* _PASSAGE SHOWN_
[BEGIN]
Look, no one said it was easy.

Identity is tricky. Sticky, even. Liquify it and make it fluid– the facts don’t change. As my final year of a degree with limited graduate prospects derails into an academic crisis, I see no reason not to devote my writing efforts to exploring the other crisis in my life: my identity crisis as a diaspora kid.

I am a member of the Indian diaspora. I would be proud, but pride over a quality I did not contribute towards strikes me as an irrational response to an objective matter of fact independent of my actions. Neither is shame for exactly the same reasons.

In my experience, my fellow diaspora kids in Britain (of any diaspora, not just Indian) tend to take two regrettable forms. The first is the embarrassed child, the confused kid beholden to the humiliating jeers in the primary school playground. These delicate creatures have learnt to be ashamed of their dual cultural identities and go to cringeworthy attempts to disguise the unique experiences they have had of juggling cultures.

The second is the obsessed child, the person who resisted the mockery and occupied themselves in burrowing into their non-British identity. These sensitive souls almost always subscribe to old ideas of what that identity means and rigidly insist that this identity must mean certain things.

Both paths are, in my honest opinion, more unreasonable than the other. Membership of a diaspora is nothing more than a fact. It is not something you can deny about yourself, nor is it something you should use to determine your entire self-worth or personality.

My main issue with both perspectives is the inflexible way in which they see their identities. The first child chooses to see their non-British identity as inherently inferior and worthy of the mockery they suffered. They therefore place ‘Britishness’ on a pedestal rather than being conscious of the subtleties of that identity. The second uses their non-British identity to overpower the other things that occupy their lives, going to extreme lengths to either abandon or disguise the British aspects of their lives. In choosing to see this identity as a dominant force, they limit themselves from exploring the rich diversity of carrying several identities.
[END]
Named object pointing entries
[BEGIN]
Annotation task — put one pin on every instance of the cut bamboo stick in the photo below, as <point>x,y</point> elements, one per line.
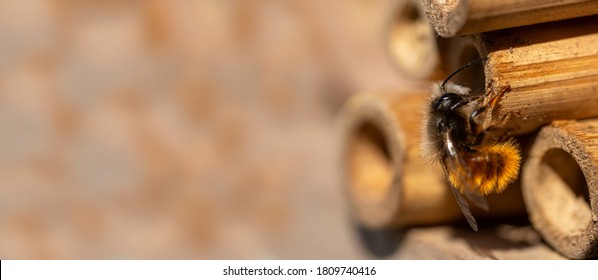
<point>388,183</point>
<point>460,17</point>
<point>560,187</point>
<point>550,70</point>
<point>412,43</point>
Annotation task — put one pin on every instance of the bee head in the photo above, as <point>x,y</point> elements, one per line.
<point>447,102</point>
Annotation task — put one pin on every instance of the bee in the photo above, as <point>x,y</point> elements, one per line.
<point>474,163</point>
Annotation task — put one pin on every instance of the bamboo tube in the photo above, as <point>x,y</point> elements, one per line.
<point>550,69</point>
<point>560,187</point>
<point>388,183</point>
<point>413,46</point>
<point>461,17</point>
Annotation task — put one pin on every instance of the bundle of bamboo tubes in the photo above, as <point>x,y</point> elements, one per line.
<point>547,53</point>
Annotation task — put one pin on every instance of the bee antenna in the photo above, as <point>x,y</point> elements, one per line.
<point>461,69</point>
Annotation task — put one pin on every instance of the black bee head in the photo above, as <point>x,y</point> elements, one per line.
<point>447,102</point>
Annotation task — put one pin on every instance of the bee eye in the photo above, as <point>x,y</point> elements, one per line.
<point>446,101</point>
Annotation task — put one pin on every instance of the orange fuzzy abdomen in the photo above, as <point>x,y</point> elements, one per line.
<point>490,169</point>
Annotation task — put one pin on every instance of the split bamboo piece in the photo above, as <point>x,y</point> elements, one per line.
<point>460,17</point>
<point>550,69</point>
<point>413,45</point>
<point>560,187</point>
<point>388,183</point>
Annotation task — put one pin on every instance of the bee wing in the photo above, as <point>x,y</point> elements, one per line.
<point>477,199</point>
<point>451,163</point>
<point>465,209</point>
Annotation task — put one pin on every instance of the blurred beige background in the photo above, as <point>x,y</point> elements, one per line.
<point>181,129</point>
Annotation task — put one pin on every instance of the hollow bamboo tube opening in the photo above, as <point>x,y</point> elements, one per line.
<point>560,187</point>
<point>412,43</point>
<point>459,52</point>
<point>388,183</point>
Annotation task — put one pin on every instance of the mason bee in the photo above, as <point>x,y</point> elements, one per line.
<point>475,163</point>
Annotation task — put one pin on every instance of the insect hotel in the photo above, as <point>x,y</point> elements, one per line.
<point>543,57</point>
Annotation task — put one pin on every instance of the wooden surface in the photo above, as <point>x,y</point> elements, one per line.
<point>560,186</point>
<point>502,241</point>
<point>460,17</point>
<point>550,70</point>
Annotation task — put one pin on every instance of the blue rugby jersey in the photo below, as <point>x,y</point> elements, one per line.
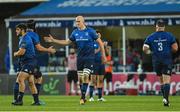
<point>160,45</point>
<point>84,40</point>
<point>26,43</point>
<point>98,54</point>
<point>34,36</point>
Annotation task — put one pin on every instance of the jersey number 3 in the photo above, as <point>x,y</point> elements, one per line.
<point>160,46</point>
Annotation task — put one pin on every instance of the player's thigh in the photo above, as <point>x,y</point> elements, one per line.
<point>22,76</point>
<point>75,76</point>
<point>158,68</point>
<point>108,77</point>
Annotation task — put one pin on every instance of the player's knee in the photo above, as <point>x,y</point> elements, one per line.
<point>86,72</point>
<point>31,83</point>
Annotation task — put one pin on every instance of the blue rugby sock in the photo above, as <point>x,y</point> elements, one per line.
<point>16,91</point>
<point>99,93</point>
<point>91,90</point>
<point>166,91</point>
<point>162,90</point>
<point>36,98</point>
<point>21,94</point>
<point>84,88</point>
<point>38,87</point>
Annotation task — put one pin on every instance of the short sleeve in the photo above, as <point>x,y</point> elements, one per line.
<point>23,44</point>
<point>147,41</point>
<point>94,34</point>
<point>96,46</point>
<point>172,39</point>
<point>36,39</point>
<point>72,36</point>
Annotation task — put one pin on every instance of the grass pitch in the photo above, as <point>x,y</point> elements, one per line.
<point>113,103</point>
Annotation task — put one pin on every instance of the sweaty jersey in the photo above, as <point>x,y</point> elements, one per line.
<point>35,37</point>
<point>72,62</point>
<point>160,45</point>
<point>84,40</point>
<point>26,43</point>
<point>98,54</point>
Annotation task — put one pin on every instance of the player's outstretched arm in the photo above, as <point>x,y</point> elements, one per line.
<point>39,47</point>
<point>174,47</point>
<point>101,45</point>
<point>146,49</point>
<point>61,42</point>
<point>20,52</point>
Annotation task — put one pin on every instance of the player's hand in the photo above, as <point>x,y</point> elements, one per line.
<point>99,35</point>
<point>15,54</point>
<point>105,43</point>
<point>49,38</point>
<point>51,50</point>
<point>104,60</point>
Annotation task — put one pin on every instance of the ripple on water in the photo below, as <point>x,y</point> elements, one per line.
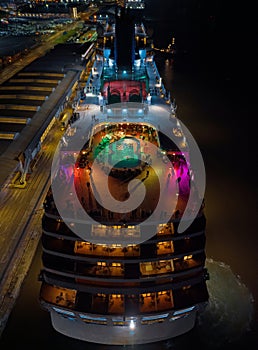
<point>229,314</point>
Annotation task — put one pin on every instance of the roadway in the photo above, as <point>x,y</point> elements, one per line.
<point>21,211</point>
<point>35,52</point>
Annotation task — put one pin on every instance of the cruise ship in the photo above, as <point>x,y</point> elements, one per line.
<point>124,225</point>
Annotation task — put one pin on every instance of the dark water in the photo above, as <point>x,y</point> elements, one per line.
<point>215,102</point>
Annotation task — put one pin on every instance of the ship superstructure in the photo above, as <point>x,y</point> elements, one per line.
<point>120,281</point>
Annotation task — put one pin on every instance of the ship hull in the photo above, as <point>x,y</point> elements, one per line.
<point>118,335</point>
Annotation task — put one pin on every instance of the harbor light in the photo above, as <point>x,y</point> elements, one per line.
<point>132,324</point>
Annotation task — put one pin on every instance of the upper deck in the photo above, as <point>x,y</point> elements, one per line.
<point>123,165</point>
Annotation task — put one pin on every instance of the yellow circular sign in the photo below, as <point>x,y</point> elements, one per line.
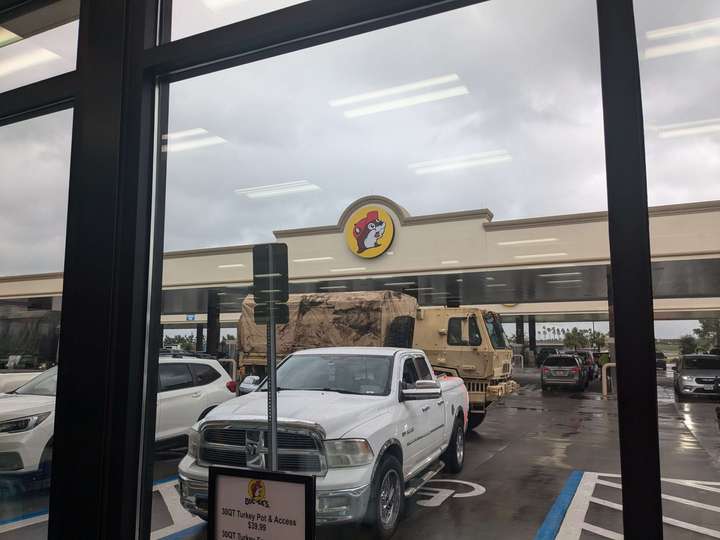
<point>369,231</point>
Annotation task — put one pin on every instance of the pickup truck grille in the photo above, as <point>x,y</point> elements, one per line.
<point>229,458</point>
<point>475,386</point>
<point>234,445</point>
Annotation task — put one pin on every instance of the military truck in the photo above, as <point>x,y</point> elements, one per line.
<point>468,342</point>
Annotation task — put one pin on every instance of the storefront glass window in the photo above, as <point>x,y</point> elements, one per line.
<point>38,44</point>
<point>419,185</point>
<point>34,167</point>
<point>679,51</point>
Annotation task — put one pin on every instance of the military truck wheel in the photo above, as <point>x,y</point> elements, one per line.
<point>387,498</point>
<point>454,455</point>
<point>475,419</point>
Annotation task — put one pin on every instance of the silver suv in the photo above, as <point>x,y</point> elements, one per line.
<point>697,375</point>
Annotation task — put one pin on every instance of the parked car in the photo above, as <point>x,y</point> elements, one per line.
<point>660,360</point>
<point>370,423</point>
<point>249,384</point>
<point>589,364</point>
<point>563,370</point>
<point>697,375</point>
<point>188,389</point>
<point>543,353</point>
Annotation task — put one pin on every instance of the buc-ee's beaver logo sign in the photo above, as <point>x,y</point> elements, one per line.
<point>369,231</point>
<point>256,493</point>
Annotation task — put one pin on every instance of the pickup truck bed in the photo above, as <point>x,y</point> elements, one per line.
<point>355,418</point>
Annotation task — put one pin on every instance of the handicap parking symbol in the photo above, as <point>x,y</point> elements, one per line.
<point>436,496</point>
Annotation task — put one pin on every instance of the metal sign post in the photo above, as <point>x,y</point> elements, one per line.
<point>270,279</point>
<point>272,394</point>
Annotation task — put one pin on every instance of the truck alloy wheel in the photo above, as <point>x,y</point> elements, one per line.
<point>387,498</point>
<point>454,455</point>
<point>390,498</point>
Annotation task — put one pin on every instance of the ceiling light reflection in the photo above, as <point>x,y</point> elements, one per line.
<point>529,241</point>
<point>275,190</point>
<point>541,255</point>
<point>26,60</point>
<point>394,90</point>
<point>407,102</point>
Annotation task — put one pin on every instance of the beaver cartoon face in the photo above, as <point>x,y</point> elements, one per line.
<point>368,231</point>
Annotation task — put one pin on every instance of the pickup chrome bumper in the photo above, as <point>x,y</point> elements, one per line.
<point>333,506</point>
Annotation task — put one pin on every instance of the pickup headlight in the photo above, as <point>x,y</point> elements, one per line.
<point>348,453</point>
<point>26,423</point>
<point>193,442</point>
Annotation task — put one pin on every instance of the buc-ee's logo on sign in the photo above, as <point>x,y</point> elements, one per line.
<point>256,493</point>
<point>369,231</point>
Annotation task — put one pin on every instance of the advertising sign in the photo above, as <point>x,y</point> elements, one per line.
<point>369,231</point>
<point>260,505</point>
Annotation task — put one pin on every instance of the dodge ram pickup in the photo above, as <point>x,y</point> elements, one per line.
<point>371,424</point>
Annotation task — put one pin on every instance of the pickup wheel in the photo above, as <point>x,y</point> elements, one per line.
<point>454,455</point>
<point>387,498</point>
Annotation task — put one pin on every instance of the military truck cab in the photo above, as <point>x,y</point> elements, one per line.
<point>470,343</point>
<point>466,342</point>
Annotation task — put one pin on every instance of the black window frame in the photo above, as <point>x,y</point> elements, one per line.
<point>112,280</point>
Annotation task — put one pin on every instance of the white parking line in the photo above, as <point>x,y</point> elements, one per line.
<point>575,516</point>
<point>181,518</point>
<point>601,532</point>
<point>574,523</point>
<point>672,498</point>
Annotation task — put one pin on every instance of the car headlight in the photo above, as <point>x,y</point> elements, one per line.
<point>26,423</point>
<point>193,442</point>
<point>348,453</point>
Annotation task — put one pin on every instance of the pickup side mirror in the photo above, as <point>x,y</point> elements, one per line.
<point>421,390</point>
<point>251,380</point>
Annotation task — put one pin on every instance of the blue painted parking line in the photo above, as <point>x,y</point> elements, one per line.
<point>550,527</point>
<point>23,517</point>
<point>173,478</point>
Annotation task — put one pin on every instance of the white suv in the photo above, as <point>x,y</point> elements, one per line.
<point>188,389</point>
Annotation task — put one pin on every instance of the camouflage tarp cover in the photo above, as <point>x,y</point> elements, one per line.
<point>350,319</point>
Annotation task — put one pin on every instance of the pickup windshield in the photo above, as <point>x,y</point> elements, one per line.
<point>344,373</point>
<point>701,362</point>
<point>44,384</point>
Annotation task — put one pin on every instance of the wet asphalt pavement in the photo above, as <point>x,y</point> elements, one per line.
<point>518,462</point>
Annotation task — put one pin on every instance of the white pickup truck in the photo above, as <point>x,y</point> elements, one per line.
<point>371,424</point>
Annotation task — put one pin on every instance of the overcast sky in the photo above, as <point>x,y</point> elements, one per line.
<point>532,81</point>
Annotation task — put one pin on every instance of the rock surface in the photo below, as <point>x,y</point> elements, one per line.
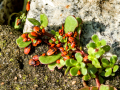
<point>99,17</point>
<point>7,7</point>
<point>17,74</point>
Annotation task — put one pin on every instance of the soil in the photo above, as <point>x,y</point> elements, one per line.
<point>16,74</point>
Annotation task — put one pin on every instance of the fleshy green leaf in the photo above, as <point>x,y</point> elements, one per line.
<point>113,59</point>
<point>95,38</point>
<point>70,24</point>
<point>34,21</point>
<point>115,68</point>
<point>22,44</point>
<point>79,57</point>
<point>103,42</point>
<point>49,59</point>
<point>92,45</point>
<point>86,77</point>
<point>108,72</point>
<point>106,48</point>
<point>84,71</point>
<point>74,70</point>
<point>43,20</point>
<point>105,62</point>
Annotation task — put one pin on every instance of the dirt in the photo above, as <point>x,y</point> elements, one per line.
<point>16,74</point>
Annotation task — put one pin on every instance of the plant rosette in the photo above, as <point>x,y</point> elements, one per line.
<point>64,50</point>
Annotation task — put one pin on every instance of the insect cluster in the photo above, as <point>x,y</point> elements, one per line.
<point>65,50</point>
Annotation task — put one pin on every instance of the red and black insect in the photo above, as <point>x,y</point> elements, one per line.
[END]
Copy the passage about diaspora identity in full, word for word. Rely only on the passage about diaspora identity.

Look, no one said it was easy.

Identity is tricky. Sticky, even. Liquify it and make it fluid– the facts don’t change. As my final year of a degree with limited graduate prospects derails into an academic crisis, I see no reason not to devote my writing efforts to exploring the other crisis in my life: my identity crisis as a diaspora kid.

I am a member of the Indian diaspora. I would be proud, but pride over a quality I did not contribute towards strikes me as an irrational response to an objective matter of fact independent of my actions. Neither is shame for exactly the same reasons.

In my experience, my fellow diaspora kids in Britain (of any diaspora, not just Indian) tend to take two regrettable forms. The first is the embarrassed child, the confused kid beholden to the humiliating jeers in the primary school playground. These delicate creatures have learnt to be ashamed of their dual cultural identities and go to cringeworthy attempts to disguise the unique experiences they have had of juggling cultures.

The second is the obsessed child, the person who resisted the mockery and occupied themselves in burrowing into their non-British identity. These sensitive souls almost always subscribe to old ideas of what that identity means and rigidly insist that this identity must mean certain things.

Both paths are, in my honest opinion, more unreasonable than the other. Membership of a diaspora is nothing more than a fact. It is not something you can deny about yourself, nor is it something you should use to determine your entire self-worth or personality.

My main issue with both perspectives is the inflexible way in which they see their identities. The first child chooses to see their non-British identity as inherently inferior and worthy of the mockery they suffered. They therefore place ‘Britishness’ on a pedestal rather than being conscious of the subtleties of that identity. The second uses their non-British identity to overpower the other things that occupy their lives, going to extreme lengths to either abandon or disguise the British aspects of their lives. In choosing to see this identity as a dominant force, they limit themselves from exploring the rich diversity of carrying several identities.